■ Text block ■
[start]
Turn your garden into a year’s supply of pesto
Making your own pesto is easy to do. (Joshua Tibbetts)
I don't do very well with the heat when summer begins. I do love spending time outside whenever I can, though. June heat means adjusting my routine to get myself acclimated. Tending the garden in the morning, napping in the afternoon, grilling in the evening, and waking up in the middle of the night when the world is quiet and beautiful.
Most of the plants in the garden aren't going to be edible for a while yet. The tomatoes are flowering, and I saw a couple of tiny fruits starting to form. What is doing really well right now are the herbs and the light greens. They are flourishing.
Pesto is a perfect way to use up those herbs and greens popping up in the garden right now. It also freezes very well. (Joshua Tibbetts)
That means it's pesto season. Now, the classic version of pesto has all the great Italian restaurant cliches: basil, garlic, olive oil, Parmesan cheese, and pine nuts. It's incredibly easy to put together. Honestly the hardest part is shelling out the money to buy the pine nuts and fresh basil.
[end]
■ Prompt 1 ■
In the entries, from the line holding "Practice step: identify the rocky" through the last entry, inclusive, substitute "snowy peak" for "rocky mountain" and give those lines back otherwise unchanged.
The pesto article and the entries have nothing to do with each other.

■ Source data ■
[start]
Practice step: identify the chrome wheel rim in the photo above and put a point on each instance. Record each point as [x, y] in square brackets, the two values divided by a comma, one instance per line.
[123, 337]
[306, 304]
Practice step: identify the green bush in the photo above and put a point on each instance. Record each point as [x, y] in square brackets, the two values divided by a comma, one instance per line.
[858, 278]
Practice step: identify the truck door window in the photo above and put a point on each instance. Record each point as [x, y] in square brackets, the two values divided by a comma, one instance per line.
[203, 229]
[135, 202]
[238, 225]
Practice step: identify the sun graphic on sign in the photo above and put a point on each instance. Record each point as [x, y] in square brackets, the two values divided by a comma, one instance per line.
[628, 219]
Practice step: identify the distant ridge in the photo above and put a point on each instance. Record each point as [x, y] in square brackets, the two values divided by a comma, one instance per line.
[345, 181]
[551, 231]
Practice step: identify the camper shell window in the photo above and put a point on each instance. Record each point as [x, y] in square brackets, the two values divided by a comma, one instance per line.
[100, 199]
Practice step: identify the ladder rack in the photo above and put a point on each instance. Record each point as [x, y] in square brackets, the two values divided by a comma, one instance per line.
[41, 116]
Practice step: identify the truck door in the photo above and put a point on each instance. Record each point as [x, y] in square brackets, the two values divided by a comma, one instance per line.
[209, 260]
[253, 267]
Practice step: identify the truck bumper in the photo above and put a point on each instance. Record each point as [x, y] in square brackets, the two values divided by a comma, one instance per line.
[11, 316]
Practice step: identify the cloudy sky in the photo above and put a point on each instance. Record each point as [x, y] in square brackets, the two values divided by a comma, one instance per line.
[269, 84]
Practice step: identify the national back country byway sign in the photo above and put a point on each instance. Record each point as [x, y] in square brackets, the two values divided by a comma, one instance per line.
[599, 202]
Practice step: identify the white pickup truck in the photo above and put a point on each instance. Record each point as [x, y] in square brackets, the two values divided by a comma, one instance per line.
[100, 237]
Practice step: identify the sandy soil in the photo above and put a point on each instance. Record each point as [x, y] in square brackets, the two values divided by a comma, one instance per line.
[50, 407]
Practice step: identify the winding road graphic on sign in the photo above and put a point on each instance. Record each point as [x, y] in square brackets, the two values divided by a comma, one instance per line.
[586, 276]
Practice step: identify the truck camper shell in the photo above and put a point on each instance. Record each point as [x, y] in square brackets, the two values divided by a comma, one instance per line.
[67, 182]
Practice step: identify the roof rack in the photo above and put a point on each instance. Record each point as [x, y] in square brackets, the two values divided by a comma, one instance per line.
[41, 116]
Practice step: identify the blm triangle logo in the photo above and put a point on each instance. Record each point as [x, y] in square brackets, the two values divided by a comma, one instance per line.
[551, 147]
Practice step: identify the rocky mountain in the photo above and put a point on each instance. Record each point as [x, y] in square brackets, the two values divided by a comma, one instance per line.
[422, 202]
[end]
■ Prompt 2 ■
From the pesto article, copy the passage between "Turn your garden" and "well. (Joshua Tibbetts)", inclusive, word for word.

■ Task answer 1 ■
Practice step: identify the snowy peak in the photo above and put a point on each instance. Record each point as [x, y] in square brackets, the two values divided by a comma, one instance per line.
[422, 202]

■ Task answer 2 ■
Turn your garden into a year’s supply of pesto
Making your own pesto is easy to do. (Joshua Tibbetts)
I don't do very well with the heat when summer begins. I do love spending time outside whenever I can, though. June heat means adjusting my routine to get myself acclimated. Tending the garden in the morning, napping in the afternoon, grilling in the evening, and waking up in the middle of the night when the world is quiet and beautiful.
Most of the plants in the garden aren't going to be edible for a while yet. The tomatoes are flowering, and I saw a couple of tiny fruits starting to form. What is doing really well right now are the herbs and the light greens. They are flourishing.
Pesto is a perfect way to use up those herbs and greens popping up in the garden right now. It also freezes very well. (Joshua Tibbetts)